• Available records:

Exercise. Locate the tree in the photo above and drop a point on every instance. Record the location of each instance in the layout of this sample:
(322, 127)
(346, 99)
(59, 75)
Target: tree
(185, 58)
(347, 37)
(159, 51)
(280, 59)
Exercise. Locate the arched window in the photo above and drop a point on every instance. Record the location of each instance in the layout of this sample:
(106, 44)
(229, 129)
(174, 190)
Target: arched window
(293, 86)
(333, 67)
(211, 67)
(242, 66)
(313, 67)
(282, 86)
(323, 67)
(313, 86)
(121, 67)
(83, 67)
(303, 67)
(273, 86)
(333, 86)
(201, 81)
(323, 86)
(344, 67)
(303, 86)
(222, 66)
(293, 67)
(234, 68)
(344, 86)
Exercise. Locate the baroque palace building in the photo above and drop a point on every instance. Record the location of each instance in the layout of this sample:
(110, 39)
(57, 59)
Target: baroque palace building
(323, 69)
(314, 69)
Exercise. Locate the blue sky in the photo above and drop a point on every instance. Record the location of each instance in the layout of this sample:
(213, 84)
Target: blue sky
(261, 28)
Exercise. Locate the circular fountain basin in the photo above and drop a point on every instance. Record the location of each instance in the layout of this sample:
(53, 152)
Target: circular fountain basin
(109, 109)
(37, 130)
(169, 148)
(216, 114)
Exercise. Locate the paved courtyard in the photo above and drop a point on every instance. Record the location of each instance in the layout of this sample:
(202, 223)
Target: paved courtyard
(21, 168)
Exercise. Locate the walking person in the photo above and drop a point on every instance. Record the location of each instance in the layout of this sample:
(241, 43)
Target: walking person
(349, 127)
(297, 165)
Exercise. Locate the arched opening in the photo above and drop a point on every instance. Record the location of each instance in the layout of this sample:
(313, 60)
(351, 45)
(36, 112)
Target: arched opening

• Exercise aim:
Among the lines of the listing above, which ones hold "opening"? Copy them.

• Result for this task:
Exercise. Locate the arched opening in the photo above and drop a point on every instance. Record the location of each instance in the layout of this sample:
Target: arched opening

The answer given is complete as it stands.